DIRECTIONS.
a – List each named point of the third reversible heat exchanger 2635c that the discharging-mode passage mentions, with its reference number.
b – For each statement, say whether the discharging-mode passage supports it. Answer yes or no, and quote the deciding words.
(i) The system shown in FIG. 13 has three reversible heat exchangers.
(ii) During the discharging mode, compressed gas from the accumulator is directed into reversible heat exchanger 2635a.
(iii) The gas at inlet point 2714 may have a pressure of around 35 to 75 bar.

TEXT SEGMENT.

Referring to FIG. 13, the thermal storage system of FIG. 12 is shown in discharging mode. As illustrated in FIG. 13, during discharging mode, a stream of compressed gas from the accumulator 12 may be directed toward the gas compressor/expander subsystem 100, whereby the compressed gas is redirected through the gas flow path in a gas discharging flow direction (shown by gas flow arrows 2820) that is opposite the charging gas direction and the thermal storage liquid is redirected through the liquid flow path in a liquid discharging flow direction (shown by liquid flow arrows 2830) that is opposite the liquid charging flow direction from the thermal storage reservoir 2610 toward the thermal source reservoir 2606 whereby at least a portion of the thermal energy in the thermal storage liquid is returned into the compressed gas within one or more reversible heat exchangers 2635a-c. In certain preferred embodiments, the gas discharging flow direction 2820 and the liquid discharging flow direction 2830 may be opposite from one another when inside of reversible heat exchangers 2635a-c, in order to allow the most efficient heat transfer form the thermal storage liquid to the compressed gas within each reversible heat exchanger 2635a-c. The system as shown in FIG. 13 comprises three reversible heat exchangers, however other embodiments may three or more reversible heat exchangers. Further, while each heat exchanger 2635a-c is shown in FIG. 13 to have only one heat exchanger module, there may be other embodiments where each reversible heat exchanger 2635a-c has at least a first a second exchanger module arranged in fluid communication in series and/or parallel with each other.

During the discharging mode, compressed gas may be directed through the gas flow path in the gas discharging flow direction (indicated by flow arrows 2820) and from the accumulator into the third reversible heat exchanger 2635c. The third reversible heat exchanger 2635c may be configured such that thermal storage liquid entering the third reversible heat exchanger 2635c at liquid inlet point 2720 may be within a certain number of degrees of the outlet temperature of the compressed gas exiting the third reversible heat exchanger 2635c at gas outlet point 2715. To accomplish this, it may be desirable to operate the system such that the gas entering the third reversible heat exchanger 2635c at gas inlet point 2714 from the accumulator 12 may have a particular set of operating parameters. For example, the gas at inlet point 2714 may have a temperature of between about 15-40° C., or preferably between about 17.5-35° C., or more preferably between about 20-30° C. In certain preferred embodiments gas inlet point 2714 may have a pressure of around 35 - 75 bar and is approximately equal to the storage pressure of the accumulator 12. Similarly, the thermal storage liquid entering the third reversible heat exchanger 2635c at liquid inlet point 2720 may have a particular set of operating parameters. For example, the thermal storage liquid at inlet point 2720 may have a temperature of between about 180-250° C., or preferably between about 185-225° C., or more preferably between about 190-210° C. The thermal storage liquid at inlet point 2720 may have a pressure which is almost equal to the storage pressure in thermal storage reservoir 2610 and may be between about 1345-1395 kPa, or preferably between about 1355-1385 kPA, or more preferably between about 1365-1375 kPA.

GIVEN DATA.
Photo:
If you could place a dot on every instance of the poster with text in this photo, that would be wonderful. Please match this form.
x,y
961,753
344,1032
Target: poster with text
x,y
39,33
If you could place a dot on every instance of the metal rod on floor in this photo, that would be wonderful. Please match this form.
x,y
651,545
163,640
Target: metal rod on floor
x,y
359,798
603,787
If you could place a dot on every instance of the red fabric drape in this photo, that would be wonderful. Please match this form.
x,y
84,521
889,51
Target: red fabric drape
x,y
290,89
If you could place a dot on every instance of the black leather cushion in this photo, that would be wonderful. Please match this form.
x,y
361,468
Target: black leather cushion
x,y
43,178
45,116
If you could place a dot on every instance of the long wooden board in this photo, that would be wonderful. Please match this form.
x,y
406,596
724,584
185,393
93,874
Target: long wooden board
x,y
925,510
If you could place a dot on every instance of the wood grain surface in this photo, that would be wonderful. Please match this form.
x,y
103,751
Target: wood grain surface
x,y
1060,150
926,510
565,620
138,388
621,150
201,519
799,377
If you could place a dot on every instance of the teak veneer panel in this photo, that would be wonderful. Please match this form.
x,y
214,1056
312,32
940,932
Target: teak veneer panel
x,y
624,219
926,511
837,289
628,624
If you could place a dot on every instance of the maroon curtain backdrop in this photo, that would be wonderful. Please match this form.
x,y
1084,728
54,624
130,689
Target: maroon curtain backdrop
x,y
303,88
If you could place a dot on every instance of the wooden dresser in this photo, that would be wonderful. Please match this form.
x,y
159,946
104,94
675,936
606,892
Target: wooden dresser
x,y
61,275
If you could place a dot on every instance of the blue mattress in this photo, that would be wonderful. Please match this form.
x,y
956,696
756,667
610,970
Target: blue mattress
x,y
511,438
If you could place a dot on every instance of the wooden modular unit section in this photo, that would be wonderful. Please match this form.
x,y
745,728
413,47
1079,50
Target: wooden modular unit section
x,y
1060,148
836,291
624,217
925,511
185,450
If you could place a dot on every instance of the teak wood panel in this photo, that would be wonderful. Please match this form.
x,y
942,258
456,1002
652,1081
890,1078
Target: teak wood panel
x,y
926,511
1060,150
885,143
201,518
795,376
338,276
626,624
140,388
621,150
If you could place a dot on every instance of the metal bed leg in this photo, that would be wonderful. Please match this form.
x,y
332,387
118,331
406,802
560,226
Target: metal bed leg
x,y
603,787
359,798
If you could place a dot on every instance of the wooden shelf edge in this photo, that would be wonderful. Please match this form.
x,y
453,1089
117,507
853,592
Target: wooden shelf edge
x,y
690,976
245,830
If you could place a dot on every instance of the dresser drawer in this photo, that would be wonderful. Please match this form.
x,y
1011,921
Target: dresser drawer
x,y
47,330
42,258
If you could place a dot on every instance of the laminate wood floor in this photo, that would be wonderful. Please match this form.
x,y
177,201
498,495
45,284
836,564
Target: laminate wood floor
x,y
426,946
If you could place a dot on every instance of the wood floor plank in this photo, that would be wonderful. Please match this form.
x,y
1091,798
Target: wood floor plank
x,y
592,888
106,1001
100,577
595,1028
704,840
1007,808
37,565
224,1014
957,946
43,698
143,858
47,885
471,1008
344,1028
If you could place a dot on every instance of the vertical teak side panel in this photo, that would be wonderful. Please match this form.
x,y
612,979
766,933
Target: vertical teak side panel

LIST OF SOLUTIONS.
a –
- Liquid inlet point 2720
- Gas outlet point 2715
- Gas inlet point 2714

b –
(i) Yes: "The system as shown in FIG. 13 comprises three reversible heat exchangers"
(ii) No: "from the accumulator into the third reversible heat exchanger 2635c"
(iii) Yes: "gas inlet point 2714 may have a pressure of around 35 - 75 bar"